SET TASKS:
(A) Using the Disney essay, answer each question briefly:
(i) According to feminist literary critics, how do women's stories typically end?
(ii) What change to the source material's endings does the Disney essay say Disney made?
(iii) How does Big propose to Carrie at the end of the Sex and the City movie?
(B) Carry on the essay about Disney princess films, picking up right after its final sentence.

EXTRACT:
Beyond just dismantling my opinion, what Katrina highlighted was how Disney has, through their films, been able to influence public discourse on femininity and the role of women in society by disseminating a decidedly patriarchal perspective to a massive audience of fertile young minds. Feminist literary critics have for years wryly pointed out that womens' stories typically end in either marriage or death (say nothing about the fact that the literary female is almost to a fault defined by the men in her life). Disney Princess stories all end in marriage. Marriage to rich, handsome princes.

While it's true that the majority of Disney films- especially those dubbed Princess Movies- are based on much older material than the cartoons, there has never been much interest or attempt at altering the source material beyond changing the endings where the protagonist died to the protagonist getting married. There is not a single Disney Princess movie that does not feature a romantic relationship that is based on a man coming to the rescue of a woman. While some of the female protagonists assert themselves or attempt to gain control of one facet of their life or another, they are all ultimately submissive to their male love interest.

Which, is how the Sex and the City movie ends, with Big proposing to Carrie using one of her diamond encrusted shoes in lieu of a ring. The obvious reference to Cinderella wasn't even truly necessary to illustrate what the ultimate arc of the series- or at least Carrie's character arc- was; which is essentially that the duty of the Post Feminist Woman is to toil at a career and navigate the jungle of contemporary dating just long enough to find the Prince Charming ready to sweep her off her feet. It's all a cleverly masked shell game; it pretends to celebrate female economic and sexual independence while ultimately giving a thumbs up to the traditional paternalistic view of marriage. It's Disney for Grown Ups, and the best example of how pervasive the influence of Disney's repackaged fairy tales is, especially in fiction targeted at women.

INFORMATION SHOWN:
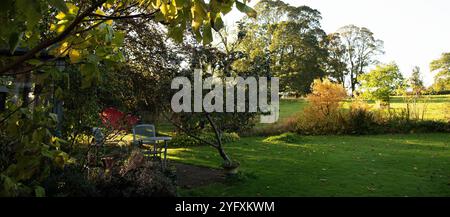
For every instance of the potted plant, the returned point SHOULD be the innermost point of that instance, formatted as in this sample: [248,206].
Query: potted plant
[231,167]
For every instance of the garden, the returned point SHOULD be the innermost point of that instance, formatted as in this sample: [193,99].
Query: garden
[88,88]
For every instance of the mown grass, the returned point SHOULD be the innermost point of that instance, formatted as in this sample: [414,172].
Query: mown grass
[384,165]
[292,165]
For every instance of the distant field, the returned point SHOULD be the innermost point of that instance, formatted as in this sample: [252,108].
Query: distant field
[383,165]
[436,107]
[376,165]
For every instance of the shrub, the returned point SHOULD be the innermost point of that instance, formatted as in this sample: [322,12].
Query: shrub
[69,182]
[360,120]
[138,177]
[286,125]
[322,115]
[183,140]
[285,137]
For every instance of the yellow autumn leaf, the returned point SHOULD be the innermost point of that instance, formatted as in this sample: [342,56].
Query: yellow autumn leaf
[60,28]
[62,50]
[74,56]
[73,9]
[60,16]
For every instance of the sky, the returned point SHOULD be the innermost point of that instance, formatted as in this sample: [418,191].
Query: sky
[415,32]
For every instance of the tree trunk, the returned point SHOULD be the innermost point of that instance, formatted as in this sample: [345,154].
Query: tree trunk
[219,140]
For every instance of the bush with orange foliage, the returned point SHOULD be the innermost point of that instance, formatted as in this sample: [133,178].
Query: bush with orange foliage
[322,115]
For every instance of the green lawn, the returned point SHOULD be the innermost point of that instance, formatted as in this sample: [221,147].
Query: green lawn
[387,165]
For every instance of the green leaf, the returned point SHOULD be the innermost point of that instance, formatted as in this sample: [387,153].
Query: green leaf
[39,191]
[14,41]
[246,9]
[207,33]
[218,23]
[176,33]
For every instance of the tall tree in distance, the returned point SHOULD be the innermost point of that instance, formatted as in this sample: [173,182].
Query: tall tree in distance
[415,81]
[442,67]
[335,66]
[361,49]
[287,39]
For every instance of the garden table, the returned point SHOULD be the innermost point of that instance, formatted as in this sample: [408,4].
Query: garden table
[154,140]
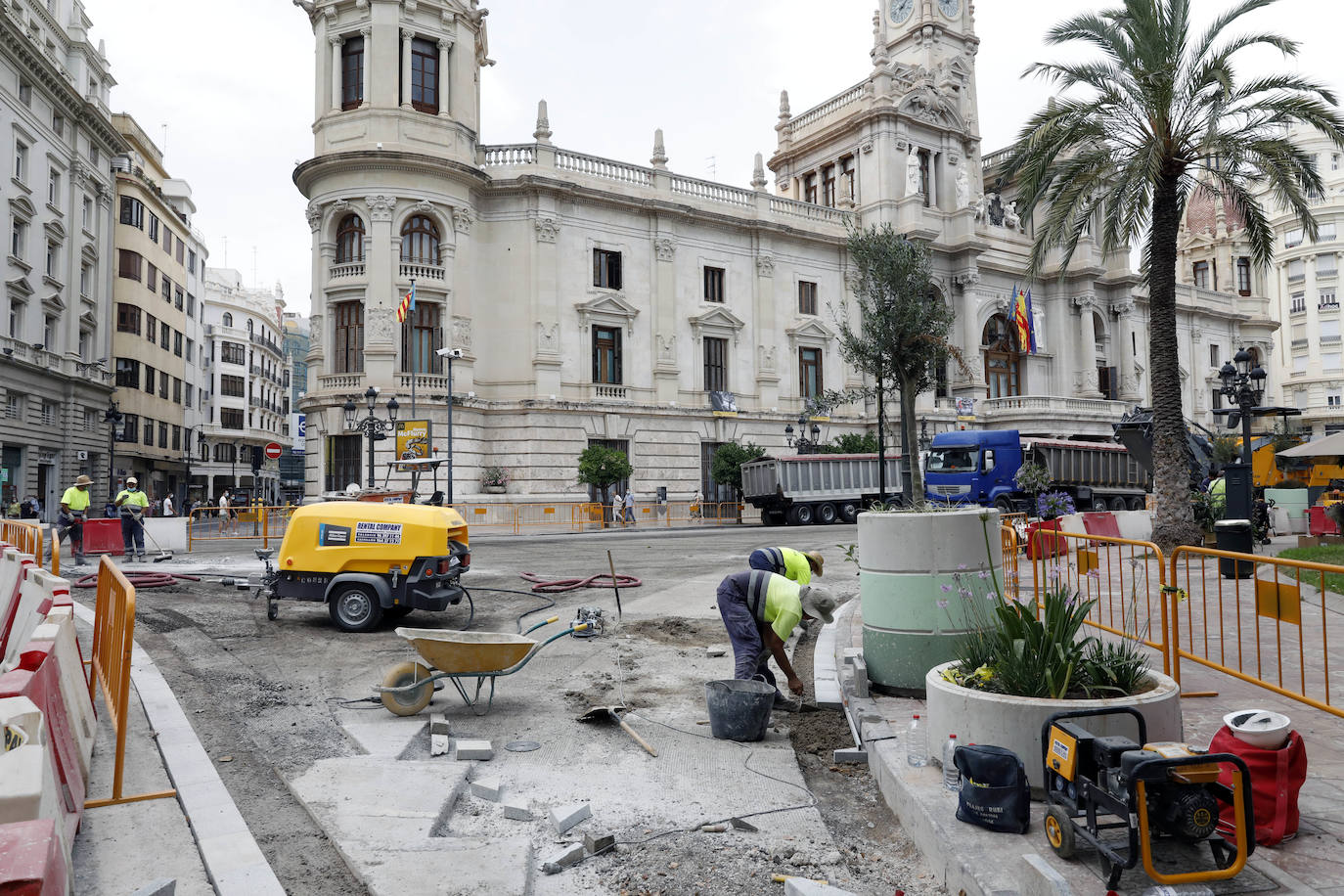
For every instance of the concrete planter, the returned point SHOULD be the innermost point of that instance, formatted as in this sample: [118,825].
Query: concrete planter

RESPONSES BY TASK:
(A)
(i) In either marriage or death.
(ii) Endings where the protagonist died were changed to the protagonist getting married.
(iii) He proposes using one of her diamond encrusted shoes in lieu of a ring.

(B)
At this point, it probably isn't all that clear what the social and cultural impact of Disney Princess movies has to do with the Marvel purchase. When the news about the purchase broke, representatives from Disney were widely quoted as saying that it's primary interest in Marvel is to reach the young male demographic that has- relative to it's female counterpart- eluded them in recent years. Given the kind of conservative, self-limiting message Disney has been hugely successful at marketing to young girls, I am very concerned about these same people gaining control over a large stable of characters aimed directly at impressionable boys.

Which is a very important point to make even if you take the deluded perspective that Disney only wants Marvel as an intellectual property farm for movies and merchandising, which I simply cannot believe given Disney's history in meddling with their subsidiaries, most notably film studio Miramax, pressuring the Weinstein brothers to push back release dates, purchase the international distribution rights from Disney to be sold to a third party, or in the case of Kids, purchase the film from Disney altogether, effectively removing their name from it. In every case the dispute was caused over objectionable content that sparked backlash from political and religious groups, most notably in the case of Michael Moore's documentary Fareheit 9/11. This of course contributed greatly to the Weinsteins' acrimonious departure from Disney to found their second company, The Weinstein Company.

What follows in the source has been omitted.